### SET PROBLEM
Shift the coordinates in the records from the line with "Every instance of the spectator in flat" to the line with "[657, 1011]" by 43. Write those lines out again in full with their wording unchanged, adding 43 to every coordinate number in the answers.

◆ ◆ ◆

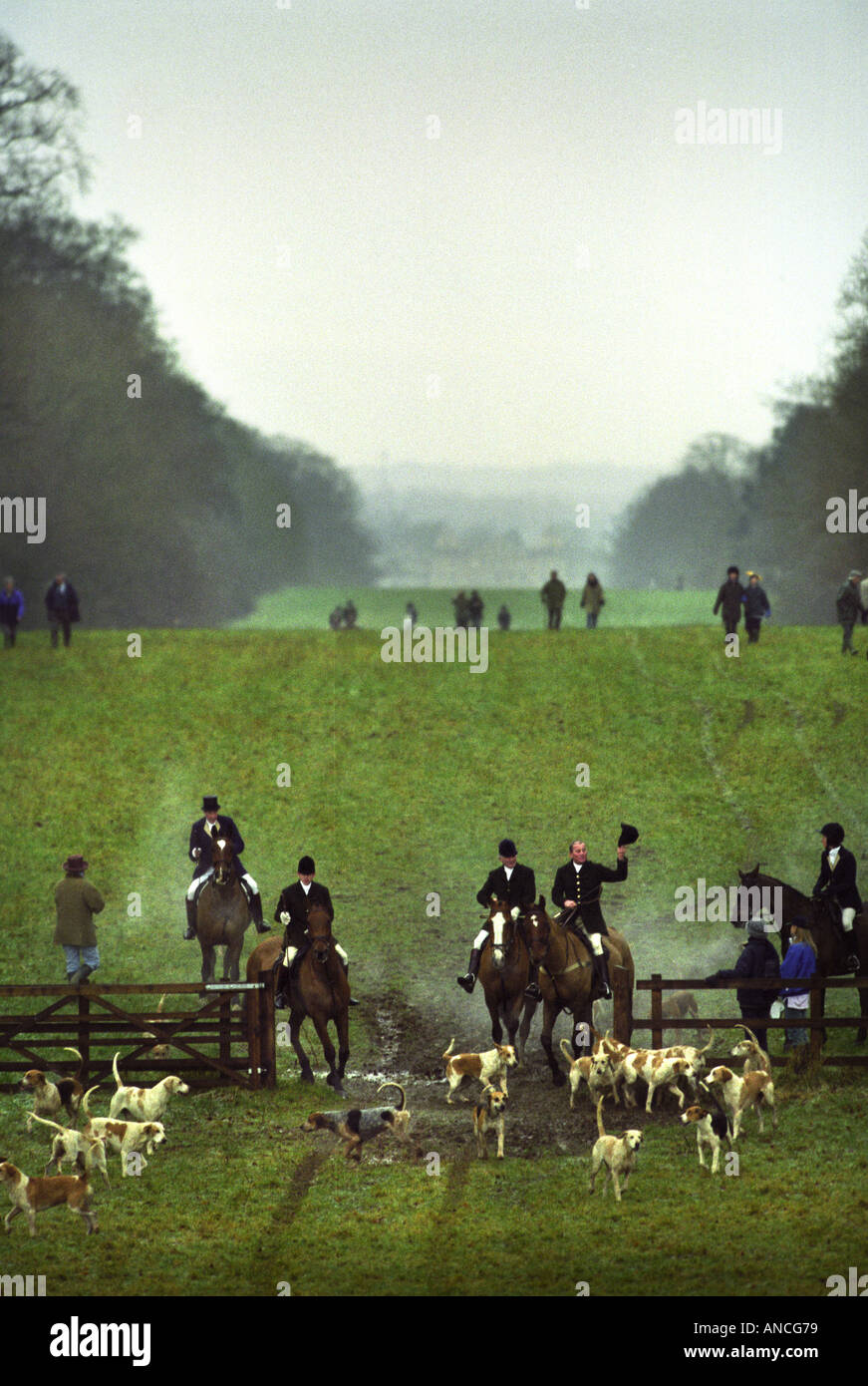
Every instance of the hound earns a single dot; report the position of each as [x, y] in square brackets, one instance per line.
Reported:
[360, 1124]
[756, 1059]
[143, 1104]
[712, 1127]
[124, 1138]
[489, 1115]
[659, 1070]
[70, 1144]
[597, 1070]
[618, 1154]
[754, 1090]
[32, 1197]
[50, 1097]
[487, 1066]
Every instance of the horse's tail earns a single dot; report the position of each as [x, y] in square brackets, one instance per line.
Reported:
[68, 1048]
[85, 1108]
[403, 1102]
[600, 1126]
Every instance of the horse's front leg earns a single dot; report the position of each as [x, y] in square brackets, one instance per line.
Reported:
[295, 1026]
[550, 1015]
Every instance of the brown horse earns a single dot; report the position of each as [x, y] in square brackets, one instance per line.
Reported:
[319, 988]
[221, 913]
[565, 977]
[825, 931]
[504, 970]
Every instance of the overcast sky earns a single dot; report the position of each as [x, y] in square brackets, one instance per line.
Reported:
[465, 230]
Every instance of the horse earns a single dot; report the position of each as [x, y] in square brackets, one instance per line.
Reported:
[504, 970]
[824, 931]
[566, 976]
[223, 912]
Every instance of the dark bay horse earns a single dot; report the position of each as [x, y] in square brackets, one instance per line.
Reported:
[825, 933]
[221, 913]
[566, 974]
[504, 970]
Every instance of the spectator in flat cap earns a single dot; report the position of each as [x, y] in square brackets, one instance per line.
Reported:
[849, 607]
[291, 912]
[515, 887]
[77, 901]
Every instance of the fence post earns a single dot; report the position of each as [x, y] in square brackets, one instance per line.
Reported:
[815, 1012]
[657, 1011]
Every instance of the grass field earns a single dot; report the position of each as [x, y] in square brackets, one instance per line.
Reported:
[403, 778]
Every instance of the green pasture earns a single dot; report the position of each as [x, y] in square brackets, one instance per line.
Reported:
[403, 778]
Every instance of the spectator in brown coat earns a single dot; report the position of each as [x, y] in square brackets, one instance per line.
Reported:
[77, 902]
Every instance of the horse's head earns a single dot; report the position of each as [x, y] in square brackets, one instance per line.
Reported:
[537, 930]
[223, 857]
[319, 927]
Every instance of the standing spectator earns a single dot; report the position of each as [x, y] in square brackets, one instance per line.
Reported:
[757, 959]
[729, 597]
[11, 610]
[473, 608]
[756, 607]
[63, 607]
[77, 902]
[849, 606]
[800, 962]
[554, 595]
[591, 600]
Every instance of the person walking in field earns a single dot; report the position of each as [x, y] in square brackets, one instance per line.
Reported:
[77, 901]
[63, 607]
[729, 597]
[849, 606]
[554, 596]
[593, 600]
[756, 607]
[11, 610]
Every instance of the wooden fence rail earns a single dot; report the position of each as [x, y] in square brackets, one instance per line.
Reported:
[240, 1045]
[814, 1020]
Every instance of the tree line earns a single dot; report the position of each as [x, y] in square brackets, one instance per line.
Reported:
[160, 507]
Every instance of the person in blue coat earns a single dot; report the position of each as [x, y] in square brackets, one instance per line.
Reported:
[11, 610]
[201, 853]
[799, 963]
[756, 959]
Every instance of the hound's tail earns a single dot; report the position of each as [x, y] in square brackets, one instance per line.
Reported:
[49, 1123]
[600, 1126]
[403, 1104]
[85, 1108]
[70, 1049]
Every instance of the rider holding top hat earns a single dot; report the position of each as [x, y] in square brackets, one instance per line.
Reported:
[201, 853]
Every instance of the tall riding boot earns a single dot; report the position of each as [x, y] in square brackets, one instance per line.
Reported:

◆ ◆ ◆

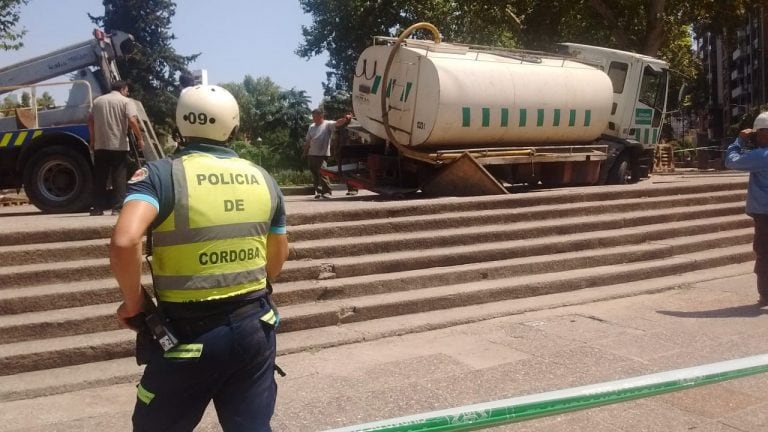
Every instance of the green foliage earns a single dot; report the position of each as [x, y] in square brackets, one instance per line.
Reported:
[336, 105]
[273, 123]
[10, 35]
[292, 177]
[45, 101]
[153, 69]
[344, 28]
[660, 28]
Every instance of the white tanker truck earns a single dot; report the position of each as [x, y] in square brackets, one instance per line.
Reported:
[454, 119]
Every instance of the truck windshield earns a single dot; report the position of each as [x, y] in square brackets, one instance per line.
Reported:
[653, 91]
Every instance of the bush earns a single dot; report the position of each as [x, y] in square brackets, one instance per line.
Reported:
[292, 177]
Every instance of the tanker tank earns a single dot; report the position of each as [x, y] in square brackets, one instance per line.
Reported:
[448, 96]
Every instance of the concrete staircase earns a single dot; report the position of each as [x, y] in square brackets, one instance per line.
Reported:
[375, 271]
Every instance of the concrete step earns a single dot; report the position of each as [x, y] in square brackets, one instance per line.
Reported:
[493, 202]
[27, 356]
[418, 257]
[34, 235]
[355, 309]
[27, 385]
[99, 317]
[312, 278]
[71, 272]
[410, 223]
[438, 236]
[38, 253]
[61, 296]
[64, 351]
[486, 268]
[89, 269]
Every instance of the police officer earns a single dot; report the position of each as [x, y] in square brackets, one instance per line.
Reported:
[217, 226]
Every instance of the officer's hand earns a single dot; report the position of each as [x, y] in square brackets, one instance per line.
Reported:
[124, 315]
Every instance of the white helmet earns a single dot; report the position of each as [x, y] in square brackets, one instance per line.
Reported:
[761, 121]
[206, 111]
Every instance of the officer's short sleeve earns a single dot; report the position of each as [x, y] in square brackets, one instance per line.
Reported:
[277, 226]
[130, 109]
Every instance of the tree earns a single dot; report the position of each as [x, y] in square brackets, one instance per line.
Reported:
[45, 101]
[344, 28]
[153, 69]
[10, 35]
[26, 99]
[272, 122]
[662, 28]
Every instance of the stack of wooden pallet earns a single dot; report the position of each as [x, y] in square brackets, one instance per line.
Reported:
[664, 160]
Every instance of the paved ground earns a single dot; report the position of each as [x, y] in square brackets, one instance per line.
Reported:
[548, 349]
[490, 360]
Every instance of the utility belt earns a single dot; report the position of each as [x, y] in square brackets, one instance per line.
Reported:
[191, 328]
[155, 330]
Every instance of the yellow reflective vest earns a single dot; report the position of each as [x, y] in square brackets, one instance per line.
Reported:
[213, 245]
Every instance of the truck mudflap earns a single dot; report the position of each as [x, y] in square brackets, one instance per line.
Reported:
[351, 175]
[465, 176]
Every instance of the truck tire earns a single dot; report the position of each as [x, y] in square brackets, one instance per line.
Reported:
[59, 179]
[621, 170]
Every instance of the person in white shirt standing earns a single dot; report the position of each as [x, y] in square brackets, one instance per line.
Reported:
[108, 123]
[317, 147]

◆ ◆ ◆

### SOLUTION TO THIS EXERCISE
Every instance of the spectator in flat cap earns a single dot; report the position of each as [x, y] in square brackets, one instance per line.
Reported:
[892, 650]
[334, 955]
[558, 930]
[120, 944]
Every instance of the fence post earns a single dot; report the position of each as [x, y] in square brackets, one instance per line.
Reported:
[858, 1055]
[700, 1054]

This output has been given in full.